● **WORKING DATA**
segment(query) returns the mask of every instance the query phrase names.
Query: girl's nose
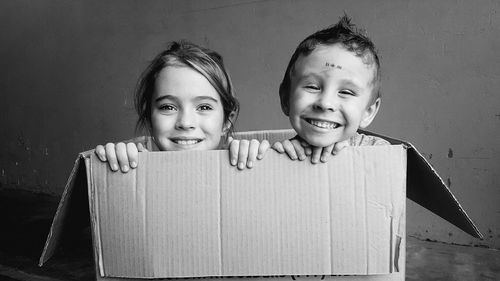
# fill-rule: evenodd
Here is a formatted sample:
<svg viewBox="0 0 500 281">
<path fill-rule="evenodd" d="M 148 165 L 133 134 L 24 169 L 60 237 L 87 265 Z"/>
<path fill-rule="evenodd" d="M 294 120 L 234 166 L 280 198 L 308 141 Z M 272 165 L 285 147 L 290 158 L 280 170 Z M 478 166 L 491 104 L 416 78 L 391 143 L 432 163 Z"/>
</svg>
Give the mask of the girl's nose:
<svg viewBox="0 0 500 281">
<path fill-rule="evenodd" d="M 338 109 L 337 95 L 328 93 L 318 95 L 313 108 L 319 111 L 336 111 Z"/>
<path fill-rule="evenodd" d="M 178 115 L 175 128 L 178 130 L 192 130 L 196 127 L 195 116 L 190 112 L 181 112 Z"/>
</svg>

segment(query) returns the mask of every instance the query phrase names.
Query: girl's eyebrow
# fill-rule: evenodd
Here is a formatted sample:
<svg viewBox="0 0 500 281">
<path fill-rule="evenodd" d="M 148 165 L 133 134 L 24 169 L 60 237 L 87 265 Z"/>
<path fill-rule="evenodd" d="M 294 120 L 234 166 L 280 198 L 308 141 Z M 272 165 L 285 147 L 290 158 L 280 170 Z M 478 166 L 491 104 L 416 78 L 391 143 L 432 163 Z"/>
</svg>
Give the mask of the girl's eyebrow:
<svg viewBox="0 0 500 281">
<path fill-rule="evenodd" d="M 196 101 L 201 101 L 201 100 L 210 100 L 212 102 L 215 102 L 215 103 L 218 103 L 219 101 L 214 98 L 214 97 L 211 97 L 211 96 L 197 96 L 196 98 L 194 98 Z"/>
<path fill-rule="evenodd" d="M 164 96 L 161 96 L 161 97 L 157 97 L 157 98 L 155 99 L 155 102 L 159 102 L 159 101 L 162 101 L 162 100 L 165 100 L 165 99 L 174 100 L 174 101 L 179 101 L 179 99 L 178 99 L 176 96 L 172 96 L 172 95 L 164 95 Z"/>
<path fill-rule="evenodd" d="M 160 101 L 165 100 L 165 99 L 173 100 L 175 102 L 179 101 L 179 98 L 176 97 L 176 96 L 173 96 L 173 95 L 164 95 L 164 96 L 161 96 L 161 97 L 157 97 L 155 99 L 155 102 L 160 102 Z M 211 97 L 211 96 L 197 96 L 197 97 L 194 98 L 194 100 L 196 100 L 196 101 L 210 100 L 210 101 L 212 101 L 214 103 L 218 103 L 219 102 L 216 98 Z"/>
</svg>

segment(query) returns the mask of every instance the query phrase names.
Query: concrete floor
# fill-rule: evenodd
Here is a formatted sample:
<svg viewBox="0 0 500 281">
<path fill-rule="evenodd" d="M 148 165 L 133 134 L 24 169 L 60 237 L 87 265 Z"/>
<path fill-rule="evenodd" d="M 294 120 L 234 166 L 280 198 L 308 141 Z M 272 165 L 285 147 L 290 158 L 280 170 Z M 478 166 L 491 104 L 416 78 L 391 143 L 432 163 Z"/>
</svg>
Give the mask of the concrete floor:
<svg viewBox="0 0 500 281">
<path fill-rule="evenodd" d="M 90 236 L 42 268 L 38 258 L 59 198 L 0 189 L 0 280 L 92 280 Z M 89 230 L 87 229 L 87 232 Z M 500 280 L 500 251 L 407 237 L 406 280 Z"/>
</svg>

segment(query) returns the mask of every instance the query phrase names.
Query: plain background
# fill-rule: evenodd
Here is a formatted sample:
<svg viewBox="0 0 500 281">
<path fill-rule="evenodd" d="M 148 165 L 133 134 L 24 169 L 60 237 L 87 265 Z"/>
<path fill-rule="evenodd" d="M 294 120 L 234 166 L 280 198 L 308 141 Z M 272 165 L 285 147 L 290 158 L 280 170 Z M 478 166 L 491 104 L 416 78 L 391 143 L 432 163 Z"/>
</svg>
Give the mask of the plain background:
<svg viewBox="0 0 500 281">
<path fill-rule="evenodd" d="M 381 111 L 371 131 L 413 143 L 485 234 L 413 203 L 409 235 L 500 246 L 500 2 L 0 2 L 0 188 L 60 194 L 78 152 L 134 136 L 137 77 L 166 43 L 220 52 L 237 130 L 289 128 L 278 86 L 296 45 L 346 12 L 377 45 Z"/>
</svg>

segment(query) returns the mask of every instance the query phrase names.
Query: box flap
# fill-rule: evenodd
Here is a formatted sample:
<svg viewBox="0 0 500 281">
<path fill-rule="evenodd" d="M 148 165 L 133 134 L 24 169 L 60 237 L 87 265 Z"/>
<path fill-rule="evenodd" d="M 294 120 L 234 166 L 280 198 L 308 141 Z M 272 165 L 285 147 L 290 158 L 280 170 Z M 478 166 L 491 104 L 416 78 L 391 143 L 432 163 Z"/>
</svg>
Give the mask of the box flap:
<svg viewBox="0 0 500 281">
<path fill-rule="evenodd" d="M 407 197 L 466 233 L 476 238 L 483 238 L 479 229 L 469 218 L 462 206 L 460 206 L 460 203 L 445 184 L 443 179 L 411 143 L 367 131 L 361 132 L 364 134 L 382 137 L 391 144 L 407 145 Z"/>
<path fill-rule="evenodd" d="M 71 244 L 72 240 L 77 239 L 75 234 L 89 226 L 87 176 L 83 160 L 88 154 L 88 151 L 79 154 L 75 161 L 54 215 L 39 266 L 52 257 L 58 248 Z"/>
<path fill-rule="evenodd" d="M 347 148 L 325 165 L 270 151 L 245 171 L 227 164 L 227 151 L 141 153 L 125 175 L 95 156 L 88 163 L 101 276 L 395 270 L 404 236 L 402 146 Z"/>
</svg>

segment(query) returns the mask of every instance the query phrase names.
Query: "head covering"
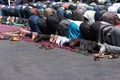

● **AIM OF THE TASK**
Could the entries above be written out word for word, with no pictures?

● **EXERCISE RESULT**
segment(query) returns the mask of every instance the query phrase names.
Query: girl's nose
# fill-rule: evenodd
Here is a formatted sample:
<svg viewBox="0 0 500 281">
<path fill-rule="evenodd" d="M 148 165 L 133 134 L 24 169 L 60 237 L 87 265 Z"/>
<path fill-rule="evenodd" d="M 294 120 L 234 166 L 280 198 L 308 141 Z M 272 165 L 285 147 L 290 158 L 280 170 Z M 478 166 L 491 104 L 416 78 L 391 143 L 432 163 Z"/>
</svg>
Give the mask of the girl's nose:
<svg viewBox="0 0 500 281">
<path fill-rule="evenodd" d="M 338 109 L 337 95 L 328 93 L 318 95 L 313 108 L 319 111 L 336 111 Z"/>
<path fill-rule="evenodd" d="M 178 115 L 175 128 L 178 130 L 192 130 L 196 127 L 195 116 L 190 112 L 181 112 Z"/>
</svg>

segment(query) returns the mask of every instance the query phrase names.
Query: girl's eyebrow
# fill-rule: evenodd
Here is a formatted sample:
<svg viewBox="0 0 500 281">
<path fill-rule="evenodd" d="M 148 165 L 133 134 L 24 169 L 60 237 L 87 265 Z"/>
<path fill-rule="evenodd" d="M 294 120 L 234 166 L 280 198 L 308 141 Z M 272 165 L 285 147 L 290 158 L 280 170 Z M 478 166 L 491 104 L 416 78 L 391 143 L 432 163 Z"/>
</svg>
Give the mask of the girl's eyebrow:
<svg viewBox="0 0 500 281">
<path fill-rule="evenodd" d="M 196 101 L 201 101 L 201 100 L 210 100 L 212 102 L 215 102 L 215 103 L 218 103 L 219 101 L 214 98 L 214 97 L 211 97 L 211 96 L 197 96 L 196 98 L 194 98 Z"/>
<path fill-rule="evenodd" d="M 164 96 L 161 96 L 161 97 L 157 97 L 157 98 L 155 99 L 155 102 L 159 102 L 159 101 L 162 101 L 162 100 L 165 100 L 165 99 L 174 100 L 174 101 L 179 101 L 179 99 L 178 99 L 176 96 L 172 96 L 172 95 L 164 95 Z"/>
<path fill-rule="evenodd" d="M 160 101 L 165 100 L 165 99 L 173 100 L 175 102 L 179 101 L 179 98 L 176 97 L 176 96 L 173 96 L 173 95 L 164 95 L 164 96 L 161 96 L 161 97 L 157 97 L 155 99 L 155 102 L 160 102 Z M 211 97 L 211 96 L 197 96 L 197 97 L 194 98 L 194 100 L 196 100 L 196 101 L 210 100 L 210 101 L 212 101 L 214 103 L 218 103 L 219 102 L 216 98 Z"/>
</svg>

segment(query) returns the mask of every instance the query phrase names.
Query: concrete floor
# fill-rule: evenodd
Here is a formatted sample:
<svg viewBox="0 0 500 281">
<path fill-rule="evenodd" d="M 148 165 L 133 134 L 24 169 L 60 237 L 87 265 Z"/>
<path fill-rule="evenodd" d="M 294 120 L 234 166 L 280 198 L 308 141 Z M 272 165 L 285 147 L 290 158 L 280 170 Z M 478 166 L 491 104 L 416 78 L 391 143 L 432 163 Z"/>
</svg>
Give the mask of the concrete floor:
<svg viewBox="0 0 500 281">
<path fill-rule="evenodd" d="M 90 236 L 42 268 L 38 258 L 59 198 L 0 189 L 0 280 L 92 280 Z M 89 230 L 87 229 L 87 232 Z M 500 280 L 500 251 L 407 237 L 406 280 Z"/>
</svg>

segment(query) returns the mask of every instance the query phrase names.
Query: plain background
# fill-rule: evenodd
Here is a formatted sample:
<svg viewBox="0 0 500 281">
<path fill-rule="evenodd" d="M 148 165 L 133 134 L 24 169 L 60 237 L 87 265 Z"/>
<path fill-rule="evenodd" d="M 294 120 L 234 166 L 280 198 L 308 141 Z M 272 165 L 285 147 L 290 158 L 280 170 Z M 478 166 L 491 104 L 416 78 L 391 143 L 432 163 Z"/>
</svg>
Give the mask of the plain background:
<svg viewBox="0 0 500 281">
<path fill-rule="evenodd" d="M 381 111 L 371 131 L 413 143 L 485 234 L 413 203 L 409 235 L 500 246 L 500 2 L 0 2 L 0 188 L 60 194 L 78 152 L 134 136 L 137 77 L 166 43 L 220 52 L 237 130 L 289 128 L 278 86 L 296 45 L 346 12 L 377 45 Z"/>
</svg>

segment(query) returns the mask of every instance the query phrase names.
Query: box flap
# fill-rule: evenodd
Here is a formatted sample:
<svg viewBox="0 0 500 281">
<path fill-rule="evenodd" d="M 148 165 L 133 134 L 24 169 L 60 237 L 87 265 Z"/>
<path fill-rule="evenodd" d="M 294 120 L 234 166 L 280 198 L 308 141 Z M 272 165 L 285 147 L 290 158 L 280 170 Z M 478 166 L 491 104 L 416 78 L 391 143 L 432 163 Z"/>
</svg>
Give the mask of the box flap:
<svg viewBox="0 0 500 281">
<path fill-rule="evenodd" d="M 407 197 L 466 233 L 476 238 L 483 238 L 479 229 L 469 218 L 462 206 L 460 206 L 460 203 L 445 184 L 443 179 L 411 143 L 367 131 L 361 132 L 364 134 L 382 137 L 391 144 L 407 145 Z"/>
<path fill-rule="evenodd" d="M 71 244 L 72 240 L 77 239 L 75 234 L 89 226 L 87 176 L 83 160 L 88 154 L 88 151 L 79 154 L 75 161 L 54 215 L 39 266 L 52 257 L 58 248 Z"/>
<path fill-rule="evenodd" d="M 347 148 L 325 165 L 270 151 L 245 171 L 227 164 L 227 151 L 141 153 L 125 175 L 95 156 L 88 163 L 101 276 L 395 270 L 404 236 L 402 146 Z"/>
</svg>

segment(query) returns the mask of every instance the query phrase names.
Query: "head covering"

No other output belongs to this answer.